== Brief 1 ==
Show every line of the records below that contains the string "moving".

If you’re a brewer, you should totally NOT do the second thing, because you are a moron and despite what trendy west-coast idiocy you may have subscribed too, not every beer you drink has to be wrecked by stupid Cascade hops.
My crusade against the IPA (world’s dumbest beer style) aside, in this case, it just meant that his beer, this Sacred and Most Glorious Imperial Saison had 11% ABV and so if I didn’t age it, I would probably end up sipping a harsh and chemically astringent brew, that probably would have had more in common with floor cleaner than tasty malt bev.
THUS, take note: One of the categories of ageable beers are strong beers – beers with high alcohol or strong malt complexities. While these most often mean barleywines, imperial stouts, and robust porters, it can extend to any beer that has an ABV over 8%.
By aging these strong beers, the warm booze-like esters of high-alcohol beers will mellow, any excessive bitterness will smooth out, and in general the beer will not only be more drinkable, but it will allow you to taste subtle complexities that might otherwise be hidden in the first months after brewing by those strong alcohol notes.
The OTHER reason to age that Imperial Saison was because it was a Saison – a funky, Belgian style with elements other than simply yeast, malt, and hops that added to the flavor.
Belgian exotics, including saisons, sour beers, lambics and gueuzes all use MAGICAL SUPER-ORGANISMS that add flavor and complexity, but more importantly, consume oxygen that might otherwise ruin a normal beer. These specialty styles can go from sharp and bitter after brewing, to spicy, yeasty, and with earthy complexities that you simply won’t taste unless you’re aging.
But now here’s the thing. It’s not enough just to stuff that beer in a cabinet and let it go. If you’re going to age, you may as well do it right. There is a lot of stuffy beer snobery that can come into play here in debates about what is the exact right temperature to cellar your beer without imparting other off-style flavors such as might occur during lagering. My advice is that the best results are likely to occur between 50 – 60 degrees F. That means stuffing it into the bottom of the pantry is a NON-OPTION. At room temperature, oxidization can occur more rapidly and so the less strong or complex beers are at risk for still becoming stale.
On the other side of this, with temperatures below 50 degrees, you risk strange off-style fruit esters. This may be an interesting way to add a unique note to your homebrew, but it probably won’t win you any beer competitions.
So, you either have un-heated basement or cellar in your house where the temperature remains relatively consistent, or you are running a temperature controller on your cellaring fridge you keep it in your garage (because most household refrigerators run much colder than 50F!)
The next thing you must make sure of, and maybe this goes without saying, but some of you out there need a little hand holding still, is DARKNESS. You gots to have the darkness, child.

== Given records ==
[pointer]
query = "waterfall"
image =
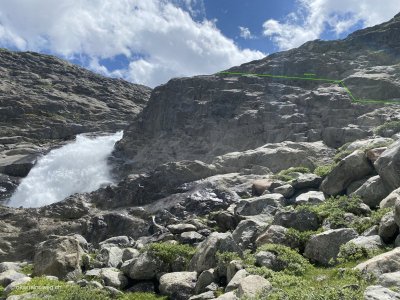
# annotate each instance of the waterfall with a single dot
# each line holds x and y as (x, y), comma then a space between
(78, 167)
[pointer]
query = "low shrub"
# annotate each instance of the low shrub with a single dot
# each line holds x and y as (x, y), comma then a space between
(318, 284)
(169, 252)
(27, 269)
(59, 290)
(388, 129)
(351, 252)
(142, 296)
(286, 175)
(300, 238)
(295, 263)
(224, 258)
(333, 209)
(324, 170)
(361, 225)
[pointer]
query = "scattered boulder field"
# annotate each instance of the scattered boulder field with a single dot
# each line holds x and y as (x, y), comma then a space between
(230, 188)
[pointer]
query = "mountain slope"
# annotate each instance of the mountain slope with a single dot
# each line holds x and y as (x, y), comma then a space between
(45, 100)
(206, 116)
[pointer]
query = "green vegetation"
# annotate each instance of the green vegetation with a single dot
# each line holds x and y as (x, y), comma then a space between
(289, 174)
(169, 252)
(334, 209)
(293, 262)
(318, 284)
(142, 296)
(27, 269)
(324, 170)
(59, 290)
(224, 258)
(351, 252)
(388, 129)
(300, 238)
(363, 224)
(343, 151)
(308, 78)
(303, 281)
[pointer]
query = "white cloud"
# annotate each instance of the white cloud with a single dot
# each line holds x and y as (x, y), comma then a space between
(313, 17)
(245, 33)
(161, 33)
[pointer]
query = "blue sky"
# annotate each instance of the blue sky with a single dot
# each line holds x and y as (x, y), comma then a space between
(151, 41)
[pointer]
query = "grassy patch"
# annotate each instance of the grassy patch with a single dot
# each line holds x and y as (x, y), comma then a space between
(224, 258)
(324, 170)
(59, 290)
(142, 296)
(319, 284)
(343, 151)
(288, 174)
(300, 238)
(27, 269)
(375, 218)
(388, 129)
(351, 252)
(169, 252)
(293, 262)
(333, 209)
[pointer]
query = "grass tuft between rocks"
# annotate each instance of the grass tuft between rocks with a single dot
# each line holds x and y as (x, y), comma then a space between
(169, 252)
(43, 287)
(333, 210)
(303, 281)
(294, 263)
(388, 129)
(324, 170)
(287, 175)
(142, 296)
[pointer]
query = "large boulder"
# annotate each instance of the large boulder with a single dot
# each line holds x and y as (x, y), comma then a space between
(388, 166)
(388, 229)
(266, 204)
(234, 282)
(311, 197)
(178, 285)
(110, 256)
(302, 220)
(9, 276)
(397, 212)
(384, 263)
(206, 254)
(377, 292)
(144, 267)
(353, 167)
(372, 242)
(306, 181)
(324, 247)
(246, 232)
(58, 256)
(109, 277)
(252, 286)
(372, 191)
(389, 279)
(275, 234)
(390, 200)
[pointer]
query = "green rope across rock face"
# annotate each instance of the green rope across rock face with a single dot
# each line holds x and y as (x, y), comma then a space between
(310, 77)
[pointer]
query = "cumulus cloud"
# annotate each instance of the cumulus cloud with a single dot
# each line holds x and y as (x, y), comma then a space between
(313, 17)
(245, 33)
(159, 38)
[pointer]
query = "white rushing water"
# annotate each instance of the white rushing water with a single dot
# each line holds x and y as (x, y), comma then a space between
(78, 167)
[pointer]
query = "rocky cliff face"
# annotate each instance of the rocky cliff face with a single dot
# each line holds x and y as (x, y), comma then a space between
(44, 100)
(206, 116)
(243, 191)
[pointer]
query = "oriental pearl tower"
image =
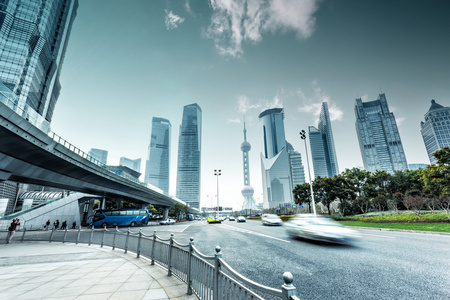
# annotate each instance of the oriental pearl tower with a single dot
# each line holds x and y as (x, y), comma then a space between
(247, 190)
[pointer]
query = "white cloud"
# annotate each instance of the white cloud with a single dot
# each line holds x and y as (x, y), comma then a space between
(236, 21)
(313, 105)
(236, 120)
(172, 20)
(245, 104)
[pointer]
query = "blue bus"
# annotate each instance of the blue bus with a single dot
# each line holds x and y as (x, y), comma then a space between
(120, 217)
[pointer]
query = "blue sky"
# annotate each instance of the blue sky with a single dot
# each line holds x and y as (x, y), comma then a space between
(130, 60)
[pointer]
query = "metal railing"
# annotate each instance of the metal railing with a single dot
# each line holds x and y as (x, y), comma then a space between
(208, 277)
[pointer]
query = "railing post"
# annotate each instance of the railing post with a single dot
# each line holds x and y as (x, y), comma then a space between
(288, 289)
(169, 265)
(217, 256)
(51, 234)
(114, 237)
(139, 243)
(103, 236)
(78, 235)
(126, 240)
(92, 234)
(23, 235)
(64, 238)
(189, 281)
(153, 248)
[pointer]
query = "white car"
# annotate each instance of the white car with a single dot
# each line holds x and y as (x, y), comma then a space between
(167, 222)
(320, 229)
(271, 219)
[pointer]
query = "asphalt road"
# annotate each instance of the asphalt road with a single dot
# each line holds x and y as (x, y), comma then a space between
(379, 265)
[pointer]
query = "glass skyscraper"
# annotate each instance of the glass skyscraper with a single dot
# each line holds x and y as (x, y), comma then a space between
(189, 156)
(436, 129)
(322, 146)
(33, 41)
(158, 160)
(275, 162)
(379, 139)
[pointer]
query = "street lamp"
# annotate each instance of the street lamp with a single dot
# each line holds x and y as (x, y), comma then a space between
(217, 173)
(303, 137)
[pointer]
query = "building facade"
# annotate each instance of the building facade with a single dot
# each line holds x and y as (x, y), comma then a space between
(157, 166)
(189, 156)
(33, 41)
(378, 136)
(297, 168)
(321, 142)
(275, 163)
(133, 164)
(435, 129)
(99, 154)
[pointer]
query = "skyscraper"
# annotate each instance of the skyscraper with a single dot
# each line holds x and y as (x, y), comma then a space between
(322, 146)
(189, 156)
(297, 169)
(275, 164)
(133, 164)
(33, 41)
(436, 129)
(247, 191)
(379, 139)
(158, 160)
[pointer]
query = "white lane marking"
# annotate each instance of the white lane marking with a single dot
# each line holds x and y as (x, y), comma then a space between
(254, 233)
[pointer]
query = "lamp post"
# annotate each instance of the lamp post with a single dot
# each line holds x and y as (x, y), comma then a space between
(217, 173)
(303, 137)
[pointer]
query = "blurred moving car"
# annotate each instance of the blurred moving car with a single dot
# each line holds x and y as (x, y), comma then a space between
(319, 228)
(240, 219)
(167, 222)
(271, 219)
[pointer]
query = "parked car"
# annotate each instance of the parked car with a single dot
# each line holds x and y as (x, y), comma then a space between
(240, 219)
(271, 219)
(167, 222)
(319, 228)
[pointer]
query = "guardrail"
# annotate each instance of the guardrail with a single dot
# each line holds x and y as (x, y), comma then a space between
(208, 277)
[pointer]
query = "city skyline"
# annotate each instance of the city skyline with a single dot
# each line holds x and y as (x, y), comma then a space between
(164, 55)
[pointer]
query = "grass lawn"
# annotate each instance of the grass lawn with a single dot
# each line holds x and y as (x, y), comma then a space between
(436, 227)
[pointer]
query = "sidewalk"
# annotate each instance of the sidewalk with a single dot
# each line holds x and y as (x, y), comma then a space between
(43, 270)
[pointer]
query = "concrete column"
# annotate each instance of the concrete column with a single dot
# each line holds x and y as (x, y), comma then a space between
(165, 213)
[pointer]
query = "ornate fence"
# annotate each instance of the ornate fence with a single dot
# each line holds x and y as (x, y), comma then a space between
(208, 277)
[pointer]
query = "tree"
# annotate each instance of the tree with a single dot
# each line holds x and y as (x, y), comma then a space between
(325, 191)
(302, 194)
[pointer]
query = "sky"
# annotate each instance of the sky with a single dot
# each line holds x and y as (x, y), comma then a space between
(128, 61)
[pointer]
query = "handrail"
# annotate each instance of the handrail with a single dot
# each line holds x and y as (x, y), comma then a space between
(251, 283)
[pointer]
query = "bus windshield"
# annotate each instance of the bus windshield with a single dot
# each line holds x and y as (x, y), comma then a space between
(120, 217)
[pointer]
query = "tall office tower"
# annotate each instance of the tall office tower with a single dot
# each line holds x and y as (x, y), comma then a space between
(436, 129)
(157, 165)
(33, 41)
(275, 165)
(247, 191)
(379, 140)
(99, 154)
(297, 169)
(322, 146)
(133, 164)
(189, 156)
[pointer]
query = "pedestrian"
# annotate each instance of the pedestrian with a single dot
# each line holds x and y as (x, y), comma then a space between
(56, 224)
(12, 229)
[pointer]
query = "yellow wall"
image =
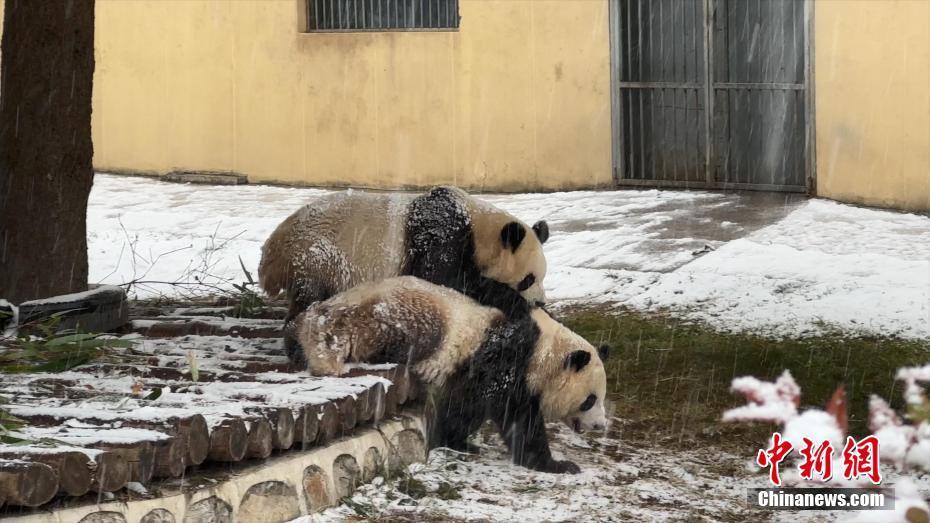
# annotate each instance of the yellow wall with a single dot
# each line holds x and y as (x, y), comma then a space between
(517, 99)
(872, 74)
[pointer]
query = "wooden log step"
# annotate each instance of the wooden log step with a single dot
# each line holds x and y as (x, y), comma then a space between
(307, 426)
(26, 484)
(377, 402)
(190, 327)
(260, 438)
(189, 429)
(282, 424)
(78, 469)
(73, 468)
(136, 446)
(229, 439)
(348, 416)
(267, 313)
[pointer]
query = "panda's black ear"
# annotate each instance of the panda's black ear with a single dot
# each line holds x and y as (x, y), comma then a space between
(541, 228)
(577, 360)
(512, 235)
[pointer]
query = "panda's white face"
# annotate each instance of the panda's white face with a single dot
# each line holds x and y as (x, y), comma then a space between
(511, 252)
(568, 373)
(588, 376)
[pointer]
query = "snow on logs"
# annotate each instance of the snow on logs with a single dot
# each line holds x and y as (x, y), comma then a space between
(102, 425)
(25, 483)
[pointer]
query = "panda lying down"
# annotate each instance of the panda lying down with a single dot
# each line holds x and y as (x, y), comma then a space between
(517, 372)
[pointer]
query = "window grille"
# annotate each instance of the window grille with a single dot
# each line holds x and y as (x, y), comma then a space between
(382, 15)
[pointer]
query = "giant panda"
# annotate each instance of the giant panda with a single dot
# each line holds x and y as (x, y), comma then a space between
(444, 236)
(516, 371)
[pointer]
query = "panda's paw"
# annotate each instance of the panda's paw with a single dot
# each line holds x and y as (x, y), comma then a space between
(561, 467)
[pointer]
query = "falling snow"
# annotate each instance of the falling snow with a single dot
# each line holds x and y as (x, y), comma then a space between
(797, 268)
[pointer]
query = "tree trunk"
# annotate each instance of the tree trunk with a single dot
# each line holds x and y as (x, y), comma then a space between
(46, 153)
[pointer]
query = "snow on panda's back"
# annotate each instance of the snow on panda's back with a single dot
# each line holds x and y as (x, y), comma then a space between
(402, 320)
(337, 242)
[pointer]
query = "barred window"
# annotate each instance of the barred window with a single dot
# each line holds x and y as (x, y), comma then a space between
(382, 15)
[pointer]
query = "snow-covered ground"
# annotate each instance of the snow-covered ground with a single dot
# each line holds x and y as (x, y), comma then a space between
(804, 267)
(619, 482)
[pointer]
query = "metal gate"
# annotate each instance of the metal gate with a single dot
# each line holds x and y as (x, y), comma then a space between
(712, 93)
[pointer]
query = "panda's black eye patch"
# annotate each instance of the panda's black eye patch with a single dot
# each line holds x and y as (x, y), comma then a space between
(588, 403)
(526, 283)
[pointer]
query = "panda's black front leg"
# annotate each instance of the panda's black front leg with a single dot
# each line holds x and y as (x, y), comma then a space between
(524, 431)
(495, 294)
(454, 420)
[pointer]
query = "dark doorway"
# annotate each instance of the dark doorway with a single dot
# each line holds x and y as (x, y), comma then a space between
(712, 93)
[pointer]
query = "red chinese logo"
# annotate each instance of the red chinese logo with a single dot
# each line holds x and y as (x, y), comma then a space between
(861, 459)
(818, 460)
(772, 456)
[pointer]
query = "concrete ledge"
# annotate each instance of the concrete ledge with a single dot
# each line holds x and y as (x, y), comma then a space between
(276, 489)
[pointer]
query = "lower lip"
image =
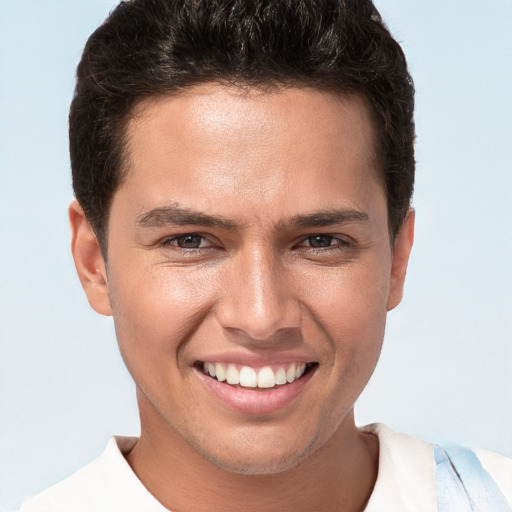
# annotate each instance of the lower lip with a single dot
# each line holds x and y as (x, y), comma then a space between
(255, 401)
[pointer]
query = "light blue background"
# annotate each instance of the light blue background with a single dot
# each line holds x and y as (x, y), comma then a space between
(445, 372)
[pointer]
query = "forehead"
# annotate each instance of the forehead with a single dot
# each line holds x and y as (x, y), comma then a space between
(213, 145)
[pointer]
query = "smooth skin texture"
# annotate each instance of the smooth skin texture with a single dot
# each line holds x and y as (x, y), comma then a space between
(250, 225)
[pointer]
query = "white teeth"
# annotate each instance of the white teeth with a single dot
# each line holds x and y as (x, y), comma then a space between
(290, 374)
(248, 377)
(232, 375)
(266, 378)
(281, 376)
(220, 373)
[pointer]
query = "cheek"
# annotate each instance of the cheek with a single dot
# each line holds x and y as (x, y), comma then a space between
(155, 310)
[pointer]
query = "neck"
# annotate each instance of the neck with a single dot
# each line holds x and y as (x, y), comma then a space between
(339, 476)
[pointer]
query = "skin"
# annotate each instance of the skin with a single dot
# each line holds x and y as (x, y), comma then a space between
(265, 164)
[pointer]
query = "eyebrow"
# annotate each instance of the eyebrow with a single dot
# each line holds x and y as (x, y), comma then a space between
(325, 218)
(176, 215)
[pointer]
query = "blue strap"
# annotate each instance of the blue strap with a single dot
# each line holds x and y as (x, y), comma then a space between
(463, 485)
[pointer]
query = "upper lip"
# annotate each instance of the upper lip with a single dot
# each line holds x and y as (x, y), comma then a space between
(247, 358)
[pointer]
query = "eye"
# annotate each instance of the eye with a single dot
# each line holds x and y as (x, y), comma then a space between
(322, 241)
(188, 241)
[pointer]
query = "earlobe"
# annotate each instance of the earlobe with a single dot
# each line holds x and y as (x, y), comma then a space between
(89, 262)
(402, 250)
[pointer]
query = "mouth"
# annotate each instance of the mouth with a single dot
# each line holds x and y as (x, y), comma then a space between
(264, 378)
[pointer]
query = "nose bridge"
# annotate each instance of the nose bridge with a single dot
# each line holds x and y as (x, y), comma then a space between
(258, 296)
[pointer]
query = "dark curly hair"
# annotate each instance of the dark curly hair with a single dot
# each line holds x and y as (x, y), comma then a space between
(154, 47)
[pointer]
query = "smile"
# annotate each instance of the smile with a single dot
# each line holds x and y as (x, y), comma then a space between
(266, 377)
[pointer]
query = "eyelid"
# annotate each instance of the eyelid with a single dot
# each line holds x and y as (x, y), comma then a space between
(342, 240)
(170, 241)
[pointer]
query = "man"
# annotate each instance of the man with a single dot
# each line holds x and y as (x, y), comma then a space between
(243, 174)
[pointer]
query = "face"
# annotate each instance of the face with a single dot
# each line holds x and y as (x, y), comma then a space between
(249, 270)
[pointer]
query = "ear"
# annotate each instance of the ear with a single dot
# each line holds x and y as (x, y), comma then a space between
(89, 262)
(401, 252)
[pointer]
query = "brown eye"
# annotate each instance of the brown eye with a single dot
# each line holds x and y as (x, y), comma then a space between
(320, 241)
(189, 241)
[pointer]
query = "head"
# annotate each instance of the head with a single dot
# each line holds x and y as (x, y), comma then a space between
(151, 48)
(244, 173)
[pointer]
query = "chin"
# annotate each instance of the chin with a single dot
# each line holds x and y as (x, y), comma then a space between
(258, 458)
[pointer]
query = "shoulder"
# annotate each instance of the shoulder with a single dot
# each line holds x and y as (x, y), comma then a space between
(106, 484)
(408, 473)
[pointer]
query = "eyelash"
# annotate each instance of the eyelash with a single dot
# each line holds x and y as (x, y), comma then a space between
(340, 243)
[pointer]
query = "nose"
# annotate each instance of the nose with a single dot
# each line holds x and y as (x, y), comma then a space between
(258, 297)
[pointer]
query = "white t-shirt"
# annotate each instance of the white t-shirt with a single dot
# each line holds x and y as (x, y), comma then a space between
(406, 480)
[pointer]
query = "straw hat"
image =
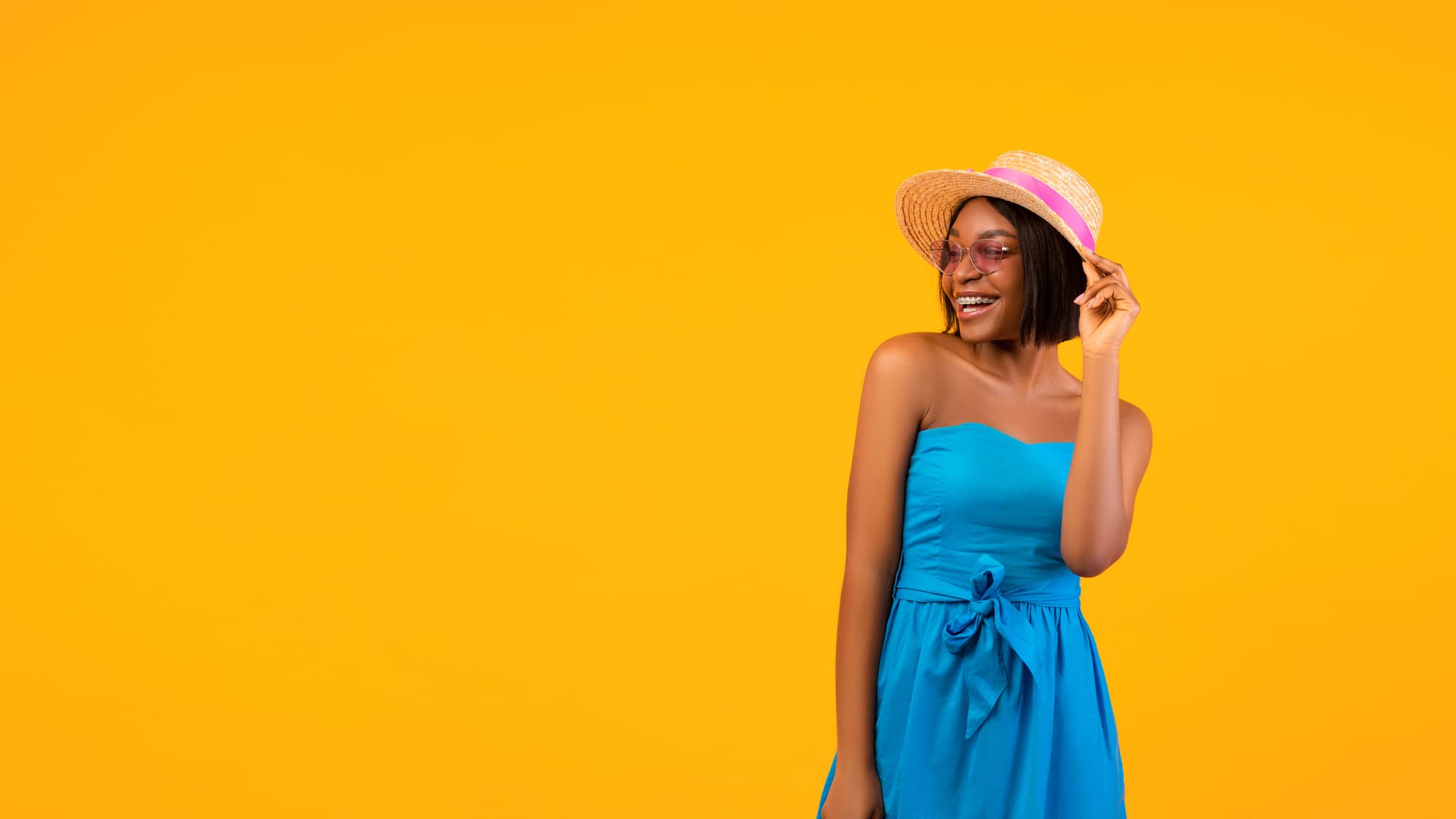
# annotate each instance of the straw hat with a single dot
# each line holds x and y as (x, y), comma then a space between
(1043, 185)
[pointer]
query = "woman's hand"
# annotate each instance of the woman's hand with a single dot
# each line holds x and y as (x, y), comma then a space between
(1107, 306)
(853, 796)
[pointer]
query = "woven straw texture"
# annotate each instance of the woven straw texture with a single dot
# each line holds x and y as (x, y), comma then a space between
(924, 203)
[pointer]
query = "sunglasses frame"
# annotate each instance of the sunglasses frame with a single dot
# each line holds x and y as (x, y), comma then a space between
(967, 254)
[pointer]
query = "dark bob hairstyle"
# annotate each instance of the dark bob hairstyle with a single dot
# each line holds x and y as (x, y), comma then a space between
(1052, 276)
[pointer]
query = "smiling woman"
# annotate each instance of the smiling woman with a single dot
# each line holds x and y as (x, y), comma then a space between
(1050, 273)
(986, 482)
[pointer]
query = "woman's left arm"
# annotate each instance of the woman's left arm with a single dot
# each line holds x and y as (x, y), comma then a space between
(1114, 437)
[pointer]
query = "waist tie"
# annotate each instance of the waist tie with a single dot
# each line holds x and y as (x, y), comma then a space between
(973, 635)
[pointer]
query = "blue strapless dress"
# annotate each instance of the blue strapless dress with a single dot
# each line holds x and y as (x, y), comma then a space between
(992, 701)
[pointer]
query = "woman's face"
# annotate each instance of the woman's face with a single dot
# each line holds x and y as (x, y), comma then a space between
(1002, 319)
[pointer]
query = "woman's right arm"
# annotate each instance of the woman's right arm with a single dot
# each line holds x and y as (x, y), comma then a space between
(890, 410)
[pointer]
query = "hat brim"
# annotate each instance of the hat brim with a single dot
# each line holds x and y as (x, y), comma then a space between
(925, 201)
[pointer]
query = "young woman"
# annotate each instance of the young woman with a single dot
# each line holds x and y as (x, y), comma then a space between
(986, 483)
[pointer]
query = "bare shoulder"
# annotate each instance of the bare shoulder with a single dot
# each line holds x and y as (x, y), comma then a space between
(897, 374)
(905, 351)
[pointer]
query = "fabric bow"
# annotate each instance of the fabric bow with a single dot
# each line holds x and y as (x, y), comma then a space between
(971, 636)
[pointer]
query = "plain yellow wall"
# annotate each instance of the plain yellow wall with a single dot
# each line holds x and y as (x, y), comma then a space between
(445, 410)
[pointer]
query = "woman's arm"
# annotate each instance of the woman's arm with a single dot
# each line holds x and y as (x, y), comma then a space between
(890, 410)
(1114, 444)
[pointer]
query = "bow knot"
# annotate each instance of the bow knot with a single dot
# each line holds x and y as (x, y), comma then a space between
(973, 635)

== Brief 2 ==
According to the text on aging beer, what temperature range is likely to give the best results when cellaring beer?

== Task answer 1 ==
query = "blurred moving car"
# annotate each instance of the blurred moving car with a single dot

== Task answer 2 ==
Between 50 and 60 degrees F.